_Task requirements:_ Only one stretch of the data below is needed. Output the lines from the one with "150L43 124L0 127V154L7" up to and including the one with "box: [99, 33, 284, 186]", exactly as they stand.

=== Begin Enclosure ===

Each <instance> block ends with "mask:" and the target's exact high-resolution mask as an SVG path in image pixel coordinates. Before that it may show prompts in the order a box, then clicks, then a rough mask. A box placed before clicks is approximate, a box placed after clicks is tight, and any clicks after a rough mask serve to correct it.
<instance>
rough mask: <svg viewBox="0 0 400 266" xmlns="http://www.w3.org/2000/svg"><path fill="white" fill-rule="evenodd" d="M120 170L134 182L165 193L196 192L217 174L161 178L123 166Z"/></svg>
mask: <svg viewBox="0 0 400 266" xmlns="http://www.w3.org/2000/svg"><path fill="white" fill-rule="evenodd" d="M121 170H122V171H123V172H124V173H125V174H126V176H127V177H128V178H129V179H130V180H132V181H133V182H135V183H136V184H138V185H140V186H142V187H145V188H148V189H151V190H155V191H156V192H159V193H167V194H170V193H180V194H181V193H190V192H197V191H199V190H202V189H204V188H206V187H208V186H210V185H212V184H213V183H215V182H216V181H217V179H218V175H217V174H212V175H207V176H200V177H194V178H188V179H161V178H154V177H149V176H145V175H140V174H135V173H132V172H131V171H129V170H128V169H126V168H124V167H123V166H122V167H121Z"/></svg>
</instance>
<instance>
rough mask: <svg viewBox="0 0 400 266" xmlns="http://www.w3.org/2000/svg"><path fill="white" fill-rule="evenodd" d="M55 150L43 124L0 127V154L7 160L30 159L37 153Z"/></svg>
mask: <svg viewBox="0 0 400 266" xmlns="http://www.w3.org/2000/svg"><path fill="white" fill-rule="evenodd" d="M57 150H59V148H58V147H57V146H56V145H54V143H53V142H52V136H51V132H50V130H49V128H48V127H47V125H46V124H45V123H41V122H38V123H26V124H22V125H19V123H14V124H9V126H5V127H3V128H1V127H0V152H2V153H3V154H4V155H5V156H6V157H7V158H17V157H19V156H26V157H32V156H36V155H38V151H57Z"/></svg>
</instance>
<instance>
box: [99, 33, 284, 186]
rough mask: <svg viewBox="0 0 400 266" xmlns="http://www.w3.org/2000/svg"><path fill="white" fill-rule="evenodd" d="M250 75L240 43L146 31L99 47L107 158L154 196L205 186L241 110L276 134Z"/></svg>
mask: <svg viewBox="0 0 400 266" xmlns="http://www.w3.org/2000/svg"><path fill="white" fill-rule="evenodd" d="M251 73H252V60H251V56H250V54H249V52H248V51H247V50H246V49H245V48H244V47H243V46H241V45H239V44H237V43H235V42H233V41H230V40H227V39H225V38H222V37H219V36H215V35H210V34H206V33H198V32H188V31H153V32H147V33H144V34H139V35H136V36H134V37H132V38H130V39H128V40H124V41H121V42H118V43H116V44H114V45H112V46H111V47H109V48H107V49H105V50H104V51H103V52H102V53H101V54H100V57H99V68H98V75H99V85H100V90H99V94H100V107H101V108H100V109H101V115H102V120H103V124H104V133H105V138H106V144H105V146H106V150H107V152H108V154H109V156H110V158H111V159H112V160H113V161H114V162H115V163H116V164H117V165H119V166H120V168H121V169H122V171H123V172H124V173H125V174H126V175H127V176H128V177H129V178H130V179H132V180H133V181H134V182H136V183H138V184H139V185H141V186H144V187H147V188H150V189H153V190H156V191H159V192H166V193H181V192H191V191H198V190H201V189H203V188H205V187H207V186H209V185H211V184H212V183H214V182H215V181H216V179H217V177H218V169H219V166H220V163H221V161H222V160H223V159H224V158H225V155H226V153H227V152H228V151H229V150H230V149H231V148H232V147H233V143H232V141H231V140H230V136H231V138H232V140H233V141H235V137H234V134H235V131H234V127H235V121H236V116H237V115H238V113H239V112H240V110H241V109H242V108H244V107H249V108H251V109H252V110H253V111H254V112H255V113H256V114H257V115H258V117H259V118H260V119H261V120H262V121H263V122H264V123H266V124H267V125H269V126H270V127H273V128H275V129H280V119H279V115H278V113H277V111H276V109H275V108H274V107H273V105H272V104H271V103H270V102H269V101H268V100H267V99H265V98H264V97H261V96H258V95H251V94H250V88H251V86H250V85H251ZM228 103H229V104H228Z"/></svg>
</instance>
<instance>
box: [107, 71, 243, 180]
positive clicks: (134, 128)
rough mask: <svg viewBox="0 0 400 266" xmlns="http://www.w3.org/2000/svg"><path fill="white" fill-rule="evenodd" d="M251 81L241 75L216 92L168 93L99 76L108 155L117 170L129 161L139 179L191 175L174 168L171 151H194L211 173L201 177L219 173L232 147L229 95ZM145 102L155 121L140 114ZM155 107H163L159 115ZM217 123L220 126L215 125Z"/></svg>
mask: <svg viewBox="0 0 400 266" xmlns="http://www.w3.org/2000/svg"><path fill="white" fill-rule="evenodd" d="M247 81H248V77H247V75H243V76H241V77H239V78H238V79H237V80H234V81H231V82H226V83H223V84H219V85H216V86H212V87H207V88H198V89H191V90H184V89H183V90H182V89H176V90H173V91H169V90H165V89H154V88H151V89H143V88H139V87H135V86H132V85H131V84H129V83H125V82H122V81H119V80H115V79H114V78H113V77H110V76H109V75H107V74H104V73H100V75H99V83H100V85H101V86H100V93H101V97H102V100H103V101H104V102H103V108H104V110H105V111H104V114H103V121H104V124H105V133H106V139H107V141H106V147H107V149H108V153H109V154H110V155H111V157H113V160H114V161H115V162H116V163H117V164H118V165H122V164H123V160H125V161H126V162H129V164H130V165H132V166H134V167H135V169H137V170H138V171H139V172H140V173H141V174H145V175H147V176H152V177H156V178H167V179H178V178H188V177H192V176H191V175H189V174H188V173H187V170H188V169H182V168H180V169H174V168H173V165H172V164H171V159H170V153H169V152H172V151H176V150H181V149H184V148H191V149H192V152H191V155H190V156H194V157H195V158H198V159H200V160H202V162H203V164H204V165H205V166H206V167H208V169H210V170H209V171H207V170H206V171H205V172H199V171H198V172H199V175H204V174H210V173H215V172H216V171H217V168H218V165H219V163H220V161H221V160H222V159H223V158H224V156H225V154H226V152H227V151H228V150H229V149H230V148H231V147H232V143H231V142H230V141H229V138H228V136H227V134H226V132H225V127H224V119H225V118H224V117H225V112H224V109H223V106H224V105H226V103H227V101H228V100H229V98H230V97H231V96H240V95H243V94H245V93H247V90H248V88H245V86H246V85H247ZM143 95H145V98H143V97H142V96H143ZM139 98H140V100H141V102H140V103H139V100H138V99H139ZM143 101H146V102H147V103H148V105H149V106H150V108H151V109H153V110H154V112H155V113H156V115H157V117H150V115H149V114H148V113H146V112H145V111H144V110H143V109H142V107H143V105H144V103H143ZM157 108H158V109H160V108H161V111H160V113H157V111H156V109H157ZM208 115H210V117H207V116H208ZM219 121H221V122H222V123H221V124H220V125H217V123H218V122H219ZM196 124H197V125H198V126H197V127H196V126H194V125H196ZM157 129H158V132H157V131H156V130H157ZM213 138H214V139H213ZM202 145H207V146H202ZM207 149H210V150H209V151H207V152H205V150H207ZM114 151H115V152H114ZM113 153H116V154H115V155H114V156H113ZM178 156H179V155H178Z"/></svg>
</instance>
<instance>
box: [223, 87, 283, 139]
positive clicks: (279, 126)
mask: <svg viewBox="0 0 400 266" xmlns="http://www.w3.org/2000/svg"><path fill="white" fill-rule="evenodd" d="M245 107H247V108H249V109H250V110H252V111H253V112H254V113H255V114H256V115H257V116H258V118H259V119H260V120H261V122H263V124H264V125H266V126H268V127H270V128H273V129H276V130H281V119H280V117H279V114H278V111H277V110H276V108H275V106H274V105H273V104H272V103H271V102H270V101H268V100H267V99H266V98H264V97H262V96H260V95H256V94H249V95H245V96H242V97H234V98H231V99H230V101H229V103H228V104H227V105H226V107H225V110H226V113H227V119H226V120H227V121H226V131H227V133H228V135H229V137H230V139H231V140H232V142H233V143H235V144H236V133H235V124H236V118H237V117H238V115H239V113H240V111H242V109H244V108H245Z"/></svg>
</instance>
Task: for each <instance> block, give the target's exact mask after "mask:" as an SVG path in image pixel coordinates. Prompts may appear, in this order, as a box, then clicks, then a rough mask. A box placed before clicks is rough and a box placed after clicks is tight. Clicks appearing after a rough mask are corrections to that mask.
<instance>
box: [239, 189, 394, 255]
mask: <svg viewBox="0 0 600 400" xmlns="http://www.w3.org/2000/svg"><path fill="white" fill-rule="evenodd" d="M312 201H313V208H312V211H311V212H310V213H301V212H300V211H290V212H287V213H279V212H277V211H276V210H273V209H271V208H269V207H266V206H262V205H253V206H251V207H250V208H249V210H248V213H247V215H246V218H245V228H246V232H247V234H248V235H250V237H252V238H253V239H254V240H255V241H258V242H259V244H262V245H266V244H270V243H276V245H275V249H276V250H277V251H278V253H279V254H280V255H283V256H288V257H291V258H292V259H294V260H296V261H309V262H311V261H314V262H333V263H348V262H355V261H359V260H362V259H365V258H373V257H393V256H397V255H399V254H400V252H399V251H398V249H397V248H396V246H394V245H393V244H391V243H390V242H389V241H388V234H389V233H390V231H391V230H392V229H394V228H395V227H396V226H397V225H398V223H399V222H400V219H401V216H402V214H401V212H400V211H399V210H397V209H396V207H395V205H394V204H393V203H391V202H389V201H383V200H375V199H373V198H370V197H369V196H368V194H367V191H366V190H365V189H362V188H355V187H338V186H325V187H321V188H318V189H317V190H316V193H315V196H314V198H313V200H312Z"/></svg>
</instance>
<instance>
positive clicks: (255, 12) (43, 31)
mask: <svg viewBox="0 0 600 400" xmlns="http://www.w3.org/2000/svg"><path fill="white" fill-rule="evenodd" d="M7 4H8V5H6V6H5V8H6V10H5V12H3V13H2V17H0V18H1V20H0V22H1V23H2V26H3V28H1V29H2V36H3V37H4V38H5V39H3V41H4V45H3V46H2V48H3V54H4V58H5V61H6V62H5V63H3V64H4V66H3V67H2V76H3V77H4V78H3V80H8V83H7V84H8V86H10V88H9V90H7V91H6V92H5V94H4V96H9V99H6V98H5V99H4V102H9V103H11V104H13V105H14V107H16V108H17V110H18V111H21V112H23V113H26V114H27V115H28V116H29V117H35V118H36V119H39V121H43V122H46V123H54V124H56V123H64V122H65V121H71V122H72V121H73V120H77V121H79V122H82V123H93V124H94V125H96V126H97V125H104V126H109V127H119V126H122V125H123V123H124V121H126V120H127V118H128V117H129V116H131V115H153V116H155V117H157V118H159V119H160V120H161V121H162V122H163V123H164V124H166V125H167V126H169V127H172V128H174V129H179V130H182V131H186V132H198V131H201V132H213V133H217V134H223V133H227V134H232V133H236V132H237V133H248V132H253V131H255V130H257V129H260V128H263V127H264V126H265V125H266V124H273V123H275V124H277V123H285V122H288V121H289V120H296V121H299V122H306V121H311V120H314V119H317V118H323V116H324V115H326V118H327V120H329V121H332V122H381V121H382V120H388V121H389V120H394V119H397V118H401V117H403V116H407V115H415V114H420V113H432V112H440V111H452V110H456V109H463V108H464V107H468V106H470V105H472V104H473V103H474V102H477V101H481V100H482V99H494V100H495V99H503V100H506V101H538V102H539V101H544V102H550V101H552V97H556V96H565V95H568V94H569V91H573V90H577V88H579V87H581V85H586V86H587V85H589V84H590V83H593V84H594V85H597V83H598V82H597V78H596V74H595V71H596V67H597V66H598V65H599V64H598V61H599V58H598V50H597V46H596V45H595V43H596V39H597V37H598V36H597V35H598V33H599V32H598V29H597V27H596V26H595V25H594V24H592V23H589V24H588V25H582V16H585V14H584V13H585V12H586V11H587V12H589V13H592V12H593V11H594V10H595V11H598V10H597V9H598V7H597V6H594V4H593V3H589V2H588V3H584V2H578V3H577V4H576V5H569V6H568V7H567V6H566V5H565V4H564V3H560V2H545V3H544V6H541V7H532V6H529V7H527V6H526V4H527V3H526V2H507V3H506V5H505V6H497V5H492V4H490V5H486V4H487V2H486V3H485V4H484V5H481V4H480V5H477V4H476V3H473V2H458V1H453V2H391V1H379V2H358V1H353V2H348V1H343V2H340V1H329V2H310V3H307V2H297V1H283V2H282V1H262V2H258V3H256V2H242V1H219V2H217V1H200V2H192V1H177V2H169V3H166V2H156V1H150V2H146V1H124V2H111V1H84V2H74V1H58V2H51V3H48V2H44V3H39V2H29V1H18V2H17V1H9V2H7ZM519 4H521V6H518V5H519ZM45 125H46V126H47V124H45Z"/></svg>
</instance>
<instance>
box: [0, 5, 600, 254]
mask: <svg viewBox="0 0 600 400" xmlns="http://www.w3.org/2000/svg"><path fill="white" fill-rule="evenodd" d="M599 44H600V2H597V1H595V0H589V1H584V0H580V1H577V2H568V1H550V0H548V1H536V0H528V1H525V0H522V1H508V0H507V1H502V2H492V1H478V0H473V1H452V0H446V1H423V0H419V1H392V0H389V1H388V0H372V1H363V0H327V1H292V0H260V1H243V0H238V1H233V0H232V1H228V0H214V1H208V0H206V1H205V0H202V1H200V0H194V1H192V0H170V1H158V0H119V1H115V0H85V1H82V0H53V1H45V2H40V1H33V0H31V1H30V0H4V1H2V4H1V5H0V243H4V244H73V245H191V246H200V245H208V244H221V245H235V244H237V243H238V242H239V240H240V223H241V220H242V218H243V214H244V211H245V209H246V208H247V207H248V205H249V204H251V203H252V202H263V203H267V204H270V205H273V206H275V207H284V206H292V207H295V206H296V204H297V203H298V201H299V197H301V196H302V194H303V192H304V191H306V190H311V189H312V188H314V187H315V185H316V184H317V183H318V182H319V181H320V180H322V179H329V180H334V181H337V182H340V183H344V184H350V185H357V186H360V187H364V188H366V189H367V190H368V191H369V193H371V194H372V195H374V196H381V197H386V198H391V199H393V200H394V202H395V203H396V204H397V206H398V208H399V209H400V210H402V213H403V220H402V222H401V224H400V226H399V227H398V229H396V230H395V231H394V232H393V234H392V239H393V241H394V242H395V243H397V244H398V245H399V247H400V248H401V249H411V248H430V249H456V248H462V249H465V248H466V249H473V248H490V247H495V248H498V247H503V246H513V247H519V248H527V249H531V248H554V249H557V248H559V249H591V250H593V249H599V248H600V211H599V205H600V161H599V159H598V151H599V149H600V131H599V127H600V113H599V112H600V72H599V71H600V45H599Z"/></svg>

=== End Enclosure ===

_Answer for this exercise:_
rough mask: <svg viewBox="0 0 400 266" xmlns="http://www.w3.org/2000/svg"><path fill="white" fill-rule="evenodd" d="M55 150L43 124L0 127V154L7 160L30 159L37 153Z"/></svg>
mask: <svg viewBox="0 0 400 266" xmlns="http://www.w3.org/2000/svg"><path fill="white" fill-rule="evenodd" d="M57 150H59V148H58V147H57V146H56V145H54V143H53V142H52V136H51V132H50V130H49V128H48V127H47V125H46V124H45V123H41V122H38V123H26V124H22V125H19V123H14V124H9V126H5V127H3V128H1V127H0V152H2V153H3V154H4V155H5V156H6V157H7V158H17V157H19V156H26V157H32V156H36V155H38V151H57Z"/></svg>
</instance>
<instance>
box: [99, 33, 284, 186]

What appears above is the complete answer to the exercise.